_Texte fourni_.
☆ ☆ ☆ ☆ ☆ ☆ ☆

Avant tout propos, permettez-moi de saluer le Qatar pour avoir accueilli cette plateforme de discussion et mobilisé autant de personnalités du monde entier afin de débattre des questions actuelles les plus cruciales. Je suis présent à ce Forum en tant que Nord-Européen pour partager mon expérience, mes convictions et mes opinions. Il y a une vingtaine d’années, notre région a assisté à l'effondrement de l’oppressant empire soviétique. À la suite de cela de nouveaux horizons se sont ouverts et ont apporté des changements profonds non seulement sur notre continent, mais également dans le reste du monde.
De ce point de vue, il existe quelques similitudes entre notre histoire et celle à laquelle nous assistons en ce moment et qui a été baptisé ""le printemps arabe"".
Contrairement à ce que la conscience collective semble avoir retenu, l'effondrement de l'empire soviétique et l'émergence d'une Europe nouvelle n'ont été ni faciles, ni spontanés, ni rectiligne, ni sans-heurts.
Le processus a duré plusieurs années avec un revers profond - avec notamment une guerre dans les Balkans qui a duré une dizaine d’années et qu’il ne faut en aucun cas occulter! - qui pour beaucoup a été associé à la douleur puis à la promesse avant d’aboutir principalement grâce au modèle et au magnétisme de l'Union européenne.
L’ont peut affirmer que cela n’a été effectif qu’en 2004, lorsque la plupart de ces pays ont rejoint l'Union Européenne.
La démocratie venait de s’enraciner, l’économie de marché concurrentielle avait été établie, les institutions d’un État de droit étaient toutes en place, l'Europe était unie, libre, démocratique et dynamique.
Aujourd'hui, nous assistons à une révolution dans le monde arabe. Au fil du temps, la situation pourrait très bien s’étendre au monde entier comme cela a été le cas en Europe. Les 500 millions d'Européens que nous sommes et les 100 millions de ressortissants de l’Europe du Sud-est, notamment de la Turquie qui fait tous les efforts pour rejoindre l’Union –sommes voisins de plus de 200 millions de personnes à l’est de l'Europe et, d’environ 400 millions de personnes dans le monde arabe.
Ainsi vous comprenez qqu’il apparaît crucial pour les décennies à venir de soutenir l’idée de développer cette relation. Une fois de plus, l'histoire nous aura réunis.
Ces jours-ci nous sommes angoissés par les soulèvements populaires en Libye et en Syrie.
Seul un gouvernement d’union national, représentatif de toutes les couches de la société dans le respect de toutes les croyances politiques et convictions religieuses, pourra apporter une paix durable dans ces différents pays.

☆ ☆ ☆ ☆ ☆ ☆ ☆

_Travail demandé_.
A – Recopiez fidèlement le passage du discours sur le printemps arabe allant de « Aujourd'hui, nous assistons » jusqu'à « et en Syrie. ».
B – Prolongez le discours sur le printemps arabe à partir de sa dernière phrase.
Les enregistrements n'ont aucun lien avec le discours sur le printemps arabe.

Entrées de données enregistrées
☆ ☆ ☆ ☆ ☆ ☆ ☆

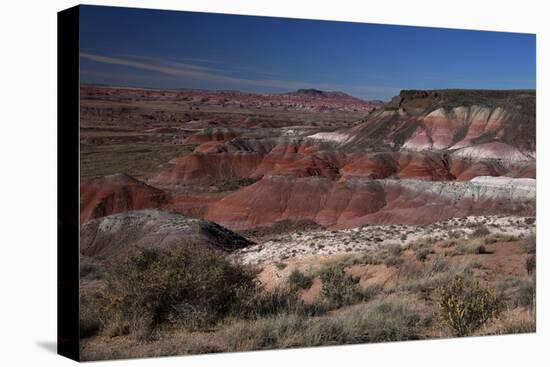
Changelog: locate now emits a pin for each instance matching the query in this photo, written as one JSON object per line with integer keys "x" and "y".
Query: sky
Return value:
{"x": 174, "y": 49}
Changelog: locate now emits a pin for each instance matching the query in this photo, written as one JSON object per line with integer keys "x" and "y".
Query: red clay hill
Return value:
{"x": 425, "y": 156}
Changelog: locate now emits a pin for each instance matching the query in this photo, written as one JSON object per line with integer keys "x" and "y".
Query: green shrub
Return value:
{"x": 464, "y": 306}
{"x": 194, "y": 289}
{"x": 531, "y": 263}
{"x": 92, "y": 316}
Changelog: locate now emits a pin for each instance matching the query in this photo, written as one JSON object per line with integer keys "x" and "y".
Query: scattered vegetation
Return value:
{"x": 154, "y": 287}
{"x": 464, "y": 306}
{"x": 375, "y": 321}
{"x": 299, "y": 280}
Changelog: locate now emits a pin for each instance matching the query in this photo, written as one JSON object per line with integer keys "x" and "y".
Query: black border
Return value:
{"x": 68, "y": 92}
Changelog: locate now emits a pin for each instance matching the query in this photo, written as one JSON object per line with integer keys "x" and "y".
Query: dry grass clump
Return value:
{"x": 299, "y": 280}
{"x": 434, "y": 274}
{"x": 376, "y": 321}
{"x": 515, "y": 322}
{"x": 340, "y": 289}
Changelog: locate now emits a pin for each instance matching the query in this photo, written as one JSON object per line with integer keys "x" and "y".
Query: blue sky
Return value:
{"x": 168, "y": 49}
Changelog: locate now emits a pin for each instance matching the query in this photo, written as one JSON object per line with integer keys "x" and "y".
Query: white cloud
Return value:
{"x": 197, "y": 72}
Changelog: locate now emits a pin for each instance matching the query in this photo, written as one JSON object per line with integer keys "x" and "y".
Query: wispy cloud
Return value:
{"x": 200, "y": 73}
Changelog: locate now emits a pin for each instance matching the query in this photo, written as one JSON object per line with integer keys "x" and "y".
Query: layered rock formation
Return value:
{"x": 115, "y": 194}
{"x": 116, "y": 236}
{"x": 425, "y": 156}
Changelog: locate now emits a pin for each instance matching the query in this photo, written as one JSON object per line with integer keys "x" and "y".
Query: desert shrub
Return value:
{"x": 476, "y": 249}
{"x": 480, "y": 231}
{"x": 299, "y": 280}
{"x": 92, "y": 316}
{"x": 464, "y": 306}
{"x": 339, "y": 288}
{"x": 194, "y": 289}
{"x": 531, "y": 263}
{"x": 392, "y": 260}
{"x": 90, "y": 269}
{"x": 422, "y": 254}
{"x": 531, "y": 244}
{"x": 394, "y": 249}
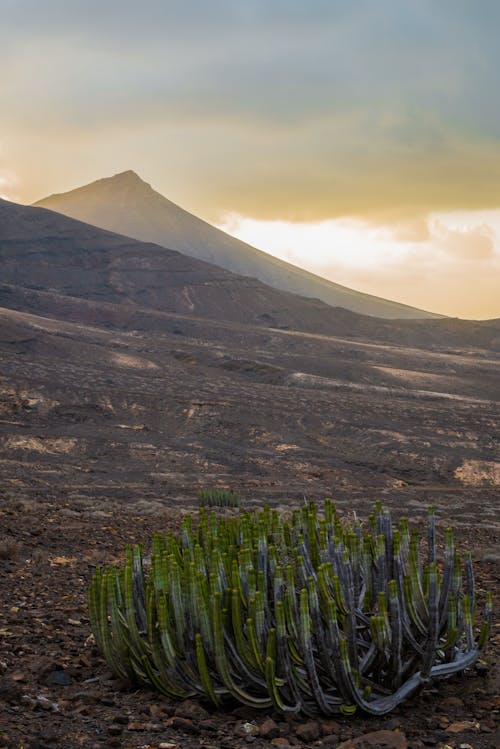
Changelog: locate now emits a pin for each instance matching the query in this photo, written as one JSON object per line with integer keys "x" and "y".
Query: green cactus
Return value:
{"x": 218, "y": 498}
{"x": 304, "y": 616}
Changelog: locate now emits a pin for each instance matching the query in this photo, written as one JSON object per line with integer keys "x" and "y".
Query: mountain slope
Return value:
{"x": 46, "y": 251}
{"x": 128, "y": 205}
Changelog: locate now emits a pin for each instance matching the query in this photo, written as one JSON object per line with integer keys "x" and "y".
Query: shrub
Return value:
{"x": 218, "y": 498}
{"x": 305, "y": 616}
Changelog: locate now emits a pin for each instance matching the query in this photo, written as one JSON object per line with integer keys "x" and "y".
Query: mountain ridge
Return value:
{"x": 126, "y": 204}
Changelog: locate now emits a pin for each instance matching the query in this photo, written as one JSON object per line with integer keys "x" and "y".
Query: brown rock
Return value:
{"x": 330, "y": 726}
{"x": 182, "y": 724}
{"x": 332, "y": 740}
{"x": 377, "y": 740}
{"x": 450, "y": 702}
{"x": 269, "y": 729}
{"x": 309, "y": 731}
{"x": 463, "y": 725}
{"x": 192, "y": 710}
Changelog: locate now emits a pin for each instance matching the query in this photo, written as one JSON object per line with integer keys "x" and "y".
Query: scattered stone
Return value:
{"x": 209, "y": 725}
{"x": 136, "y": 725}
{"x": 45, "y": 704}
{"x": 182, "y": 724}
{"x": 463, "y": 725}
{"x": 59, "y": 678}
{"x": 330, "y": 726}
{"x": 450, "y": 702}
{"x": 331, "y": 740}
{"x": 114, "y": 729}
{"x": 377, "y": 740}
{"x": 192, "y": 710}
{"x": 482, "y": 668}
{"x": 247, "y": 729}
{"x": 269, "y": 729}
{"x": 309, "y": 731}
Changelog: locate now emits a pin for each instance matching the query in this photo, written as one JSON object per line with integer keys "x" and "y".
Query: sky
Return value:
{"x": 359, "y": 139}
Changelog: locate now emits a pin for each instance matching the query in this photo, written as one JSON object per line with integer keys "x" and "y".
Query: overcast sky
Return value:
{"x": 365, "y": 134}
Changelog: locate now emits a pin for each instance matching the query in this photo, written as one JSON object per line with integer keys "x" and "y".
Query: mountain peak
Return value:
{"x": 127, "y": 205}
{"x": 128, "y": 176}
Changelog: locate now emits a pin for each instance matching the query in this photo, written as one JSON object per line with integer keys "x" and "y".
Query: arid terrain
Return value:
{"x": 121, "y": 397}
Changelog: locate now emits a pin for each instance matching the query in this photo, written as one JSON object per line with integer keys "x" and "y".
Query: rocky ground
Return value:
{"x": 56, "y": 690}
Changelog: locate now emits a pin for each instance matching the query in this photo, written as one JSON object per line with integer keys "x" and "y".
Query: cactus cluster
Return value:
{"x": 218, "y": 498}
{"x": 308, "y": 614}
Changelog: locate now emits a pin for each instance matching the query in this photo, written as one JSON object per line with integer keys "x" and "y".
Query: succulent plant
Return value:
{"x": 218, "y": 498}
{"x": 304, "y": 615}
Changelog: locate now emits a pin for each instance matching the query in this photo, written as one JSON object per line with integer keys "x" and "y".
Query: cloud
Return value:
{"x": 283, "y": 110}
{"x": 454, "y": 271}
{"x": 477, "y": 243}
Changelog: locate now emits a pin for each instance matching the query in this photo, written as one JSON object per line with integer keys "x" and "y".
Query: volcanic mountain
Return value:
{"x": 51, "y": 254}
{"x": 131, "y": 371}
{"x": 128, "y": 205}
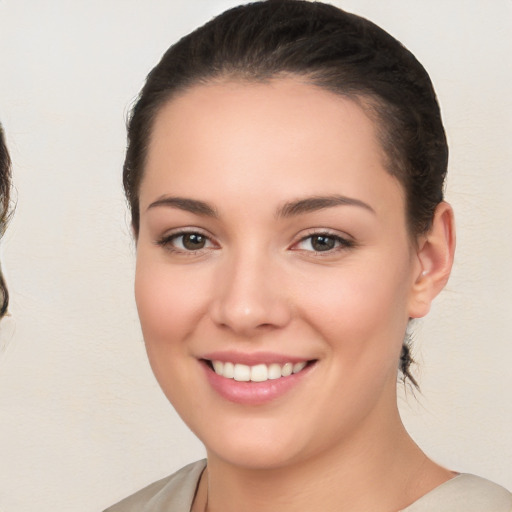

☆ ☆ ☆ ☆ ☆ ☆ ☆

_Réponses de l'exercice_.
A –
Aujourd'hui, nous assistons à une révolution dans le monde arabe. Au fil du temps, la situation pourrait très bien s’étendre au monde entier comme cela a été le cas en Europe. Les 500 millions d'Européens que nous sommes et les 100 millions de ressortissants de l’Europe du Sud-est, notamment de la Turquie qui fait tous les efforts pour rejoindre l’Union –sommes voisins de plus de 200 millions de personnes à l’est de l'Europe et, d’environ 400 millions de personnes dans le monde arabe.
Ainsi vous comprenez qqu’il apparaît crucial pour les décennies à venir de soutenir l’idée de développer cette relation. Une fois de plus, l'histoire nous aura réunis.
Ces jours-ci nous sommes angoissés par les soulèvements populaires en Libye et en Syrie.

B –
Dans quelques mois, nous assisterons à des élections libres en Tunisie et en Égypte et, j'espère que le récent accord ouvrira également la voie à des élections libres en Palestine. Cela, j’en suis certain, sera également source d'inspiration pour les autres. Mais cela ne doit pas nous amener à minimiser les défis auxquels les nouveaux régimes démocratiques seront confrontés.
En effet, les défis auxquels fait face la région toute entière sont cruciaux.
Dans son dernier rapport international, Freedom House décrit la région comme étant la moins respectueuse des libertés individuelles au monde. Transparency International quant à lui, met à nue dans ses rapports un niveau de corruption élevé dans toute la région à l’exception du Qatar et des Émirats Arabes Unis qui se distinguent d’une manière positive.
Près de 60% de la population de la région a moins de 25 ans. En Afrique du Nord, le taux de chômage des jeunes oscille entre 25 et 30% et, ce chômage frappe tout aussi durement les personnes ayant bénéficié d’une formation supérieure avec un pourcentage plutôt très élevé.
Ce que nous avons vu jusqu'à présent est une révolution qui fait suite à des attentes sans cesse croissantes. Toutefois, il est temps de se pencher sur les orientations politiques nécessaires pour empêcher que cela ne se transforme quelques années plus tard en une révolution à la suite de déceptions de plus en plus grandes.
Dans la théorie, cela pourrait facilement arriver. Mais dans le monde pratique de la politique, avec l'augmentation rapide des demandes sociales dans les systèmes politique plus ouverts, cela sera beaucoup plus difficile.
Il est clair qu’au cours de la dernière décennie, la croissance n’a pas été insuffisante pour offrir des emplois à tous. Il faudra absolument atteindre des taux de croissance d’environ 50% de plus que ce que la région a enregistré durant cette dernière décennie.
Et si ce n’est pas le cas, nous assisterons à une recrudescence du chômage et du désespoir social avec son corolaire de conséquences politiques.
La responsabilité incombe aux pays eux-mêmes de mettre en œuvre les réformes idoines. Dans le même temps, nous autre de l’Europe et du reste du monde devons évidemment discuter de ce que nous pouvons faire pour les accompagner.
Je tiens à voir un large dialogue entre l'Union Européenne élargie à Turquie et la Ligue arabe sur la manière dont nous pouvons procéder.
Depuis 1995, nous avons cherché à développer une zone de libre-échange avec tous les pays autour de la méditerranée. Et nous avons négocié un accord de libre-échange avec le CCG.
Je pense qu’à présent, il nous faut aller plus loin.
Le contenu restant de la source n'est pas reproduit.